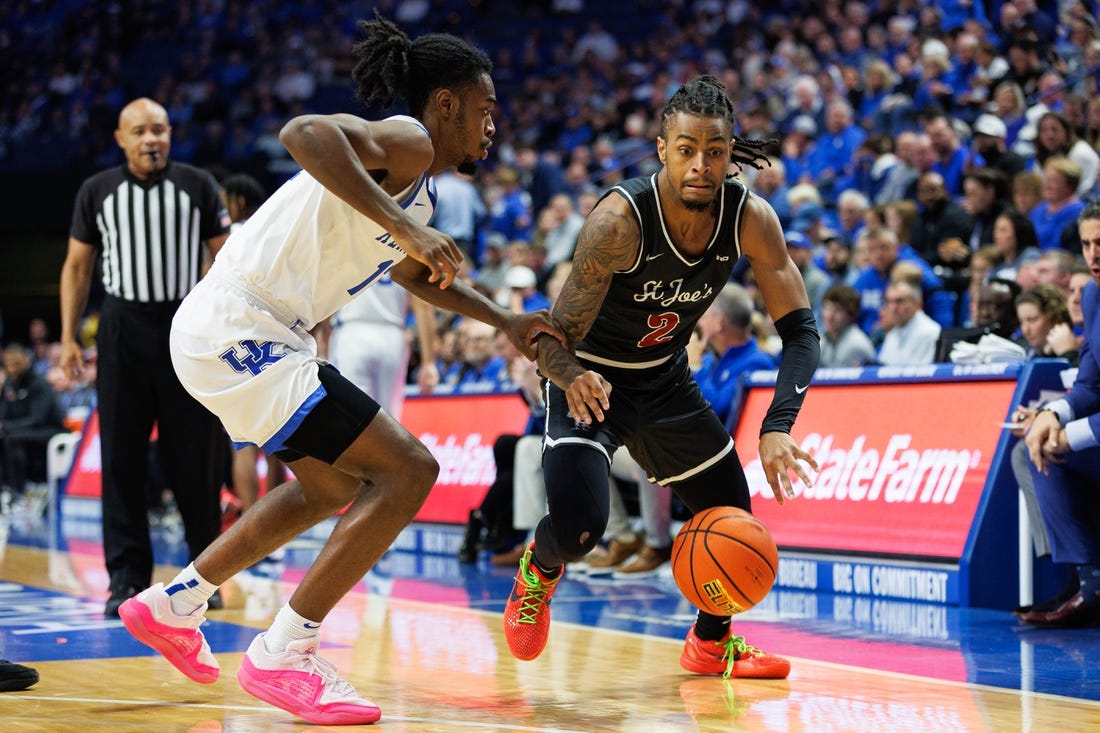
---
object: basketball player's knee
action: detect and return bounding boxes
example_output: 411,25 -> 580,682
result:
403,442 -> 439,497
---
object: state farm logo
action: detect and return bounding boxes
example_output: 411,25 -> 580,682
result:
745,433 -> 981,504
418,433 -> 496,486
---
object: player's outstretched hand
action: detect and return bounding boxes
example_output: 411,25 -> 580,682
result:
398,225 -> 462,289
504,308 -> 565,361
565,370 -> 612,425
760,433 -> 821,504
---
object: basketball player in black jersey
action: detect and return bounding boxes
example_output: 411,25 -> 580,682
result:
504,75 -> 818,678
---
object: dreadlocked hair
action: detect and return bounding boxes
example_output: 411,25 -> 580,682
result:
351,10 -> 493,118
661,74 -> 779,171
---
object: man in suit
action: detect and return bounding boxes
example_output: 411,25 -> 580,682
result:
1020,203 -> 1100,627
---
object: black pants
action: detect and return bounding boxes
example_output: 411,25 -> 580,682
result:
96,296 -> 229,592
0,427 -> 63,494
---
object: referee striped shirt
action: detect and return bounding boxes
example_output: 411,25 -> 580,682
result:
69,162 -> 229,303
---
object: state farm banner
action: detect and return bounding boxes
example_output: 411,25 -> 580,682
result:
402,393 -> 530,524
734,380 -> 1015,559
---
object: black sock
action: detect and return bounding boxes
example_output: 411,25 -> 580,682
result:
695,611 -> 729,642
1077,562 -> 1100,603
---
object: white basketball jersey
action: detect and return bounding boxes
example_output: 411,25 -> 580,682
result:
212,114 -> 436,329
332,275 -> 409,328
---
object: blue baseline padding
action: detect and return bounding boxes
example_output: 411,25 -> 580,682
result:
959,359 -> 1068,609
727,359 -> 1068,609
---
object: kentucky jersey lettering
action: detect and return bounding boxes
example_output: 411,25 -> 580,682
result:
576,174 -> 748,368
218,340 -> 286,375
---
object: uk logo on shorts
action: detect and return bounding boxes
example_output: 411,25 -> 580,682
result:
218,340 -> 286,375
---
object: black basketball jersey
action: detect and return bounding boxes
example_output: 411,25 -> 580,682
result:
576,174 -> 748,369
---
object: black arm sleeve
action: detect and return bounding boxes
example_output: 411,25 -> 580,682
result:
760,308 -> 821,435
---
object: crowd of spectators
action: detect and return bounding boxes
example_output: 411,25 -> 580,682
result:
0,0 -> 1100,405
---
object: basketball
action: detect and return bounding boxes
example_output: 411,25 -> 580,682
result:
672,506 -> 779,616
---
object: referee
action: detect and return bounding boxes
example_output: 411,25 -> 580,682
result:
61,98 -> 229,616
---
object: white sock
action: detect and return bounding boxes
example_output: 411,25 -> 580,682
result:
264,603 -> 321,654
164,562 -> 218,616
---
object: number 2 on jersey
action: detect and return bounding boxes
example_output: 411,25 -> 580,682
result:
638,311 -> 680,349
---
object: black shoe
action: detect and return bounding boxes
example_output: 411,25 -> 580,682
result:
1020,591 -> 1100,628
0,659 -> 39,692
459,510 -> 485,565
103,586 -> 142,619
1012,571 -> 1081,616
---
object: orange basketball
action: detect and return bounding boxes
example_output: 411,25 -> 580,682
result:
672,506 -> 779,616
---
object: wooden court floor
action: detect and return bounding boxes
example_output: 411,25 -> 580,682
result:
0,501 -> 1100,733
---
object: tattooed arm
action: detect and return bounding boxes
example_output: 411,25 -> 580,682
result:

════

## Task brief
Rewrite all of the records above, leaving out the pictures, with every "bounding boxes" swapped for "box coordinates" and everything else unchanged.

## Task result
---
object: basketball player's knee
action: detect and return box coordinates
example_output: 411,25 -> 580,682
result:
403,442 -> 439,497
---
object: state farm logo
action: detect and return box coordinates
example_output: 411,25 -> 580,682
result:
745,433 -> 981,504
418,433 -> 496,486
---
object: player's outstretched hand
action: detect and return box coordinates
example_output: 411,25 -> 580,682
result:
398,225 -> 462,289
504,308 -> 565,361
565,370 -> 612,425
760,433 -> 821,504
---
object: basketball player in black jersey
action: detect and return box coordinates
example_output: 411,25 -> 580,682
result:
504,75 -> 818,678
---
object: dreadlocked hair
action: detect and return box coordinates
example_output: 411,25 -> 580,682
result:
351,10 -> 493,118
661,74 -> 779,171
---
object: man in suit
action: detect and return box coordinates
example_output: 411,25 -> 580,682
result:
1020,203 -> 1100,627
---
object: black pants
action: detect and return box coordinates
example_output: 411,25 -> 580,682
result:
96,296 -> 229,592
0,427 -> 63,494
---
object: referee striped shirt
action: detect and return box coordinates
example_output: 411,25 -> 580,682
result:
69,162 -> 229,303
---
object: state farm banner
action: detect and return box coordinates
example_output: 411,25 -> 580,682
result:
402,393 -> 530,524
734,380 -> 1015,559
---
object: black sock
action: detect and return box coordinates
example_output: 411,25 -> 580,682
result:
695,611 -> 729,642
1077,562 -> 1100,603
---
object: white basketball jersey
action: detect and return box coordinates
example_output: 411,25 -> 580,682
result:
212,114 -> 436,329
332,275 -> 409,328
---
object: blue baseline padding
action: detect and return box coordinates
example_output: 411,25 -> 580,682
result:
959,359 -> 1068,609
727,359 -> 1068,609
---
object: kentucky jersey lettering
action: detect and return box coordinates
example_output: 411,25 -> 580,682
result:
576,174 -> 748,368
218,340 -> 286,375
---
object: uk logo on shorts
action: detect and return box coordinates
example_output: 411,25 -> 580,682
result:
218,340 -> 286,375
---
object: black basketball jersey
action: detect and return box coordinates
example_output: 411,25 -> 580,682
result:
576,174 -> 748,369
---
object: black arm sleeve
action: detect and return box coordinates
example_output: 411,25 -> 580,682
result:
760,308 -> 821,435
---
object: crowd of spectators
action: detect and return box coordinates
example_output: 411,25 -> 580,682
result:
0,0 -> 1100,405
---
object: basketball
action: detect and return box coordinates
example_output: 411,25 -> 580,682
result:
672,506 -> 779,616
---
object: referee
action: detect and return box coordinates
example_output: 411,25 -> 580,682
result:
61,98 -> 229,616
---
object: white sock
action: detect and return box coordinates
example_output: 411,25 -> 580,682
result:
264,603 -> 321,654
164,562 -> 218,616
---
object: number 2 on jersey
action: detect and return box coordinates
example_output: 411,25 -> 580,682
result:
638,311 -> 680,349
---
object: black shoe
action: detect and return box coordinates
example_output: 411,25 -> 580,682
result:
1020,591 -> 1100,628
0,659 -> 39,692
459,510 -> 485,565
103,586 -> 142,619
1012,571 -> 1081,616
---
object: orange basketball
action: detect and return box coordinates
example_output: 411,25 -> 580,682
result:
672,506 -> 779,616
---
object: wooden court floor
action: detect and return box coordinates
example_output: 411,25 -> 580,682
result:
0,501 -> 1100,733
---
object: tattooed arm
action: detect and return box coordinates
example_output: 411,25 -> 580,682
result:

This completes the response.